▸ Given exercise
From the forum thread below about building a homemade fishing rod, list every username that appears as the header of a post, in order.

# Home made Rod.



## HogWild (Jun 9, 2018)

Who here has made their own Rod. I'm not completely happy with store baughts [-X and thinking about building my own :roll: . Maybe I can come closer to what I want and like =D> :lol:.


----------



## Jim (Jun 10, 2018)

TinBoats member onthewater102 made me a custom rod to my specs and it is awesome. The fit and finish was perfect. Reach out to him if you have any questions or want advice. 

Jim


----------



## onthewater102 (Jun 11, 2018)

Thanks Jim - I take it that skips jigs along well?

OP PM Sent


----------



## captain belly (Sep 25, 2018)

HogWild said:


> Who here has made their own Rod. I'm not completely happy with store baughts [-X and thinking about building my own :roll: . Maybe I can come closer to what I want and like =D> :lol:.

▸ Information supplied
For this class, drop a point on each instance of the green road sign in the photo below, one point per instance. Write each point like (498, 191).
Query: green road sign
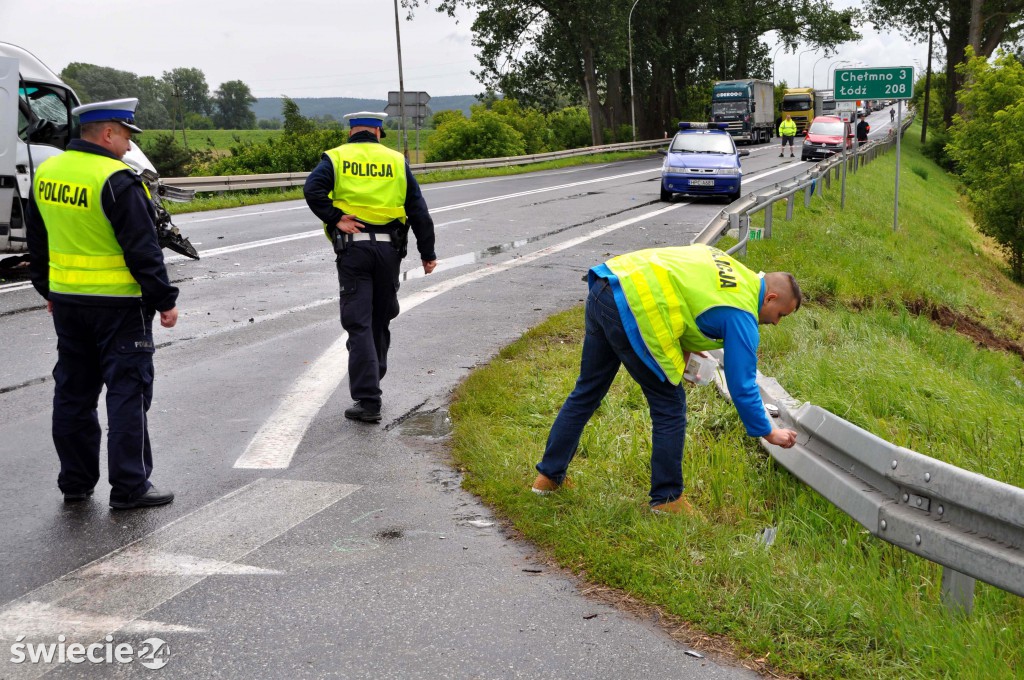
(888, 83)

▸ Task result
HogWild, Jim, onthewater102, captain belly